### [Text shown]
· · · · · · ·

Arithmetic series, $\[\frac{1}{9},\frac{4}{9},\frac{7}{9}, - - - \]$

Solution,

Consider the first term of A.P. is a, common difference is d, so nth term will be $\[{a_n} = a + \left( {n - 1} \right)d\]$

Calculate the 12th term of A.P.

· · · · · · ·

### [Information provided]
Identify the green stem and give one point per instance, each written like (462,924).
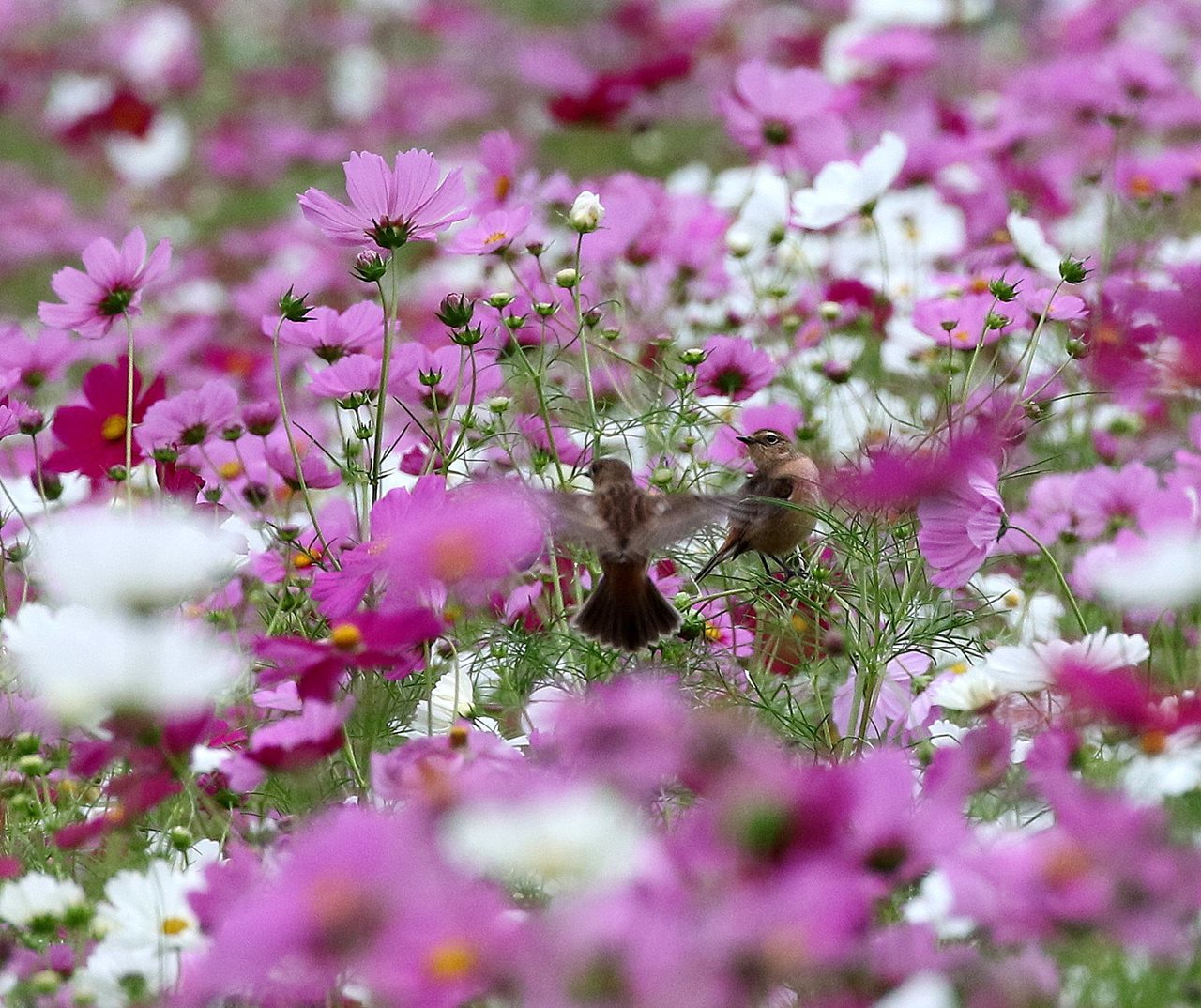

· · · · · · ·

### [List of tasks]
1/ In the arithmetic series text, which letter stands for the common difference?
2/ Translate the sentence "Calculate the 12th term of A.P." from the arithmetic series text into Spanish.
3/ Resume the arithmetic series text after its last sentence.

### [Answers in order]
1/ d

2/ Calcula el duodécimo término de la P.A.

3/
$\[\frac{1}{9},\frac{4}{9},\frac{7}{9}, - - - \]$

First term, $\[a = \frac{1}{9}\]$

Common difference,

$\[\begin{array}{l}d = \frac{4}{9} - \frac{1}{9}\\ \Rightarrow d = \frac{3}{9}\\ \Rightarrow d = \frac{1}{3}\end{array}\]$

12th term,

$\[{a_n} = a + \left( {n - 1} \right)d\]$

$\[ \Rightarrow {a_{12}} = \frac{1}{9} + \left( {12 - 1} \right) \times \frac{1}{3}\]$

$\[ \Rightarrow {a_{12}} = \frac{1}{9} + \frac{{11}}{3}\]$

$\[ \Rightarrow {a_{12}} = \frac{{34}}{9}\]$

Hence the 12th term of A.P. is $\[\frac{{34}}{9}\]$.